**TRECHO DO TEXTO:**
-------
Um fordeco em 1970
02/07/14 02:00Sem pensar no que estava fazendo, uma amiga da família vestiu uma saia verde e uma blusa amarela e saiu para trabalhar. Estávamos em 1970, plena Copa do Mundo.
Sua roupa causou comoção. Pessoas buzinavam enquanto ela andava na Paulista. Gritos, acenos e manifestações eufóricas fizeram com que ela passasse a maior vergonha de sua vida.
Hoje em dia, claro, nada haveria de anormal em usar as cores do Brasil. Anormal, de fato, seria pensar que em alguma época isso era diferente.
É que a memória engana muito. As surpresas seriam imensas se uma máquina do tempo nos levasse para 40 anos atrás.
Eu mesmo custo a acreditar, mas tenho certeza do que vi, numa aula de inglês em 1967 ou 1968. A classe reunia crianças e pré-adolescentes; seria algo como um curso “kids”, mas a palavra não se utilizava na época. Era o “Juvenil 2”, ou coisa parecida.
Em pleno Itaim, na rua das Fiandeiras, o quintal da escola se desfazia, sem muros, num matagal; não muito longe, na neblina da manhã, via-se um riacho limpo e luminoso como uma pintura.
Sonho ainda com isso. Pode ser que tenha imaginado a cena —a memória da infância, como se sabe, veste-se de algumas fantasias.
Mas não foi fantasia a entrada de uma menina, mais velha do que eu, bastante feiosa e meio gorducha, naquela sala matinal do Juvenil 2.
Um murmúrio correu pela classe. De calça jeans, ou melhor, rancheira, e com um casaco azul, que aliás era uma japona, ela não usava nada que chamasse a atenção.
Exceto pelo detalhe escandaloso: estava de tênis! Ou melhor, de Keds! Ou, melhor ainda, como dizia minha mãe: de chancas! Preto, cano alto, o horroroso Bamba progredia pela sala até a carteira da menina, que se sentou sorrindo, mas incomodada, à espera da aula e do futuro.
Três ou quatro anos depois, o futuro ainda não tinha chegado plenamente. Estávamos esperando as mães (raro o pai que aparecesse) na porta do colégio, em 1971 ou 1972, quando novo ato revolucionário se deu.
Quieta, dentro do carro, a mãe de um colega produzia o mesmo espanto da menina do inglês. Também ela usava tênis! Parece que jogava vôlei num clube ali perto. Mesmo assim, era inédito.
Tentando manter a discrição, todos passavam perto do carro estacionado para ver a motorista calçada como um menino. O mundo estava perdido.
Logo as mulheres passariam a jogar futebol, a televisão deixaria de ser um objeto feio demais para ficar na sala, e na casa dos colegas conheci um novo item do mobiliário. Tinha o nome estranhíssimo de “caixa de som”.
Poderia continuar nas reminiscências, mas o importante está em outro lugar. Dizem que nossa memória é seletiva, no sentido que esquecemos os fatos de que não queremos nos lembrar.
-------
**DADOS:**
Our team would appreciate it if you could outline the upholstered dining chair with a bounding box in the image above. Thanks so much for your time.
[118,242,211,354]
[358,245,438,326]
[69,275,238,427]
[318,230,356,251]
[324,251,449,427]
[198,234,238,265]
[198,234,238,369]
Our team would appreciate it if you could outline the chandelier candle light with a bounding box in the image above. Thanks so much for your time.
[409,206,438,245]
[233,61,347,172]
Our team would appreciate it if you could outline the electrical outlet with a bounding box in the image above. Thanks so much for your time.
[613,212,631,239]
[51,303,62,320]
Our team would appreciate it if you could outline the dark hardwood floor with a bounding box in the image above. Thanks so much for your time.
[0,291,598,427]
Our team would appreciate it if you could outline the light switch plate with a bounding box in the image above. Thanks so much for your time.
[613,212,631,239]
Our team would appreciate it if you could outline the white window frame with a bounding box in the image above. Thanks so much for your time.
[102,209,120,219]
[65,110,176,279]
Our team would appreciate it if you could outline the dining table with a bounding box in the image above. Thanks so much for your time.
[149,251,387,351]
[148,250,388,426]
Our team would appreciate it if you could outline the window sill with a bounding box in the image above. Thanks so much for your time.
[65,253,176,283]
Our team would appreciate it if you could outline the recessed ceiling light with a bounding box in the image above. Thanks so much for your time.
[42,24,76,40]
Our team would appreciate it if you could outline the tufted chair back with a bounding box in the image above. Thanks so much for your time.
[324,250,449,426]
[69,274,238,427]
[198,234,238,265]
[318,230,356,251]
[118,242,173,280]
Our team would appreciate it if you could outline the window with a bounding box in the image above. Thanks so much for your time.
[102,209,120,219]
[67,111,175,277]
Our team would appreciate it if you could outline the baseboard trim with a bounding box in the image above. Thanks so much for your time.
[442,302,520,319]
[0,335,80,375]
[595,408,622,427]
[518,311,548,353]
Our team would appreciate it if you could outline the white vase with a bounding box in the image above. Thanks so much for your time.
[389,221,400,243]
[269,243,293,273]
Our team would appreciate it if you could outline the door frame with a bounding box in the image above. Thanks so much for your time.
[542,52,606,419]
-------
**INSTRUÇÕES DO EXERCÍCIO:**
1. Segundo a crônica sobre memórias de infância, em que rua ficava a escola onde o autor tinha aula de inglês?
2. Duplique, sem nenhuma alteração, a passagem da crônica sobre memórias de infância situada entre "Exceto pelo detalhe" e "assim, era inédito.", inclusive.
3. Redija a próxima parte da crônica sobre memórias de infância, partindo da última frase apresentada.
O material é independente da crônica sobre memórias de infância.

**EM RESPOSTA:**
1. Na rua das Fiandeiras, no Itaim.

2.
Exceto pelo detalhe escandaloso: estava de tênis! Ou melhor, de Keds! Ou, melhor ainda, como dizia minha mãe: de chancas! Preto, cano alto, o horroroso Bamba progredia pela sala até a carteira da menina, que se sentou sorrindo, mas incomodada, à espera da aula e do futuro.
Três ou quatro anos depois, o futuro ainda não tinha chegado plenamente. Estávamos esperando as mães (raro o pai que aparecesse) na porta do colégio, em 1971 ou 1972, quando novo ato revolucionário se deu.
Quieta, dentro do carro, a mãe de um colega produzia o mesmo espanto da menina do inglês. Também ela usava tênis! Parece que jogava vôlei num clube ali perto. Mesmo assim, era inédito.

3.
Mas a memória não é só seletiva desse modo. Ao contrário do que parece, o presente lança a sua sombra sobre o passado. Mudanças graduais nos costumes vão sendo absorvidas; tornam-se tão dadas, tão óbvias, que quando evocamos o passado colocamos em cena detalhes impossíveis de estar ali.
Um encanador italiano, muito velhinho, veio consertar alguma coisa em casa no exato dia em que a seleção de Pelé e Jairzinho marcava 4 a 1 contra a “Azzurra”. Para piorar as coisas (já disse que ele era bem velhinho), seu carro era um fordeco de 1930, verdadeiro calhambeque.
Não sei por que, minha mãe e eu pegamos uma carona no carro do encanador, que subiu alegre e irresponsavelmente uma rua que dava na Paulista. Ninguém atinava com o que estava acontecendo.
“É uma passeata!”, exclamou minha mãe, ainda presa às memórias de 68 ou 64. Claro que não; eram as comemorações do tri. A população paulistana, efusiva como tinha sido no caso da amiga de verde e amarelo, celebrou a passagem do calhambeque. Alguns montaram no estribo.
O encanador —chamava-se Olímpio— pediu delicadamente que o deixassem passar. “Per favore, eu voleva atravessare questa via, estavo com pressa…” O rosto de um torcedor desfigurou-se.
“O cara é italiano!” Minha mãe, cujo senso de humor era por vezes inadequado, resolveu responder: “no, io sono brasiliana…!” Quase viraram o calhambeque de cabeça para baixo.
Nada aconteceu, por sorte; o Ford seguiu adiante, atravessou a Paulista e desceu por uma ladeira interminável, até mergulhar no riacho prateado e nebuloso do tempo.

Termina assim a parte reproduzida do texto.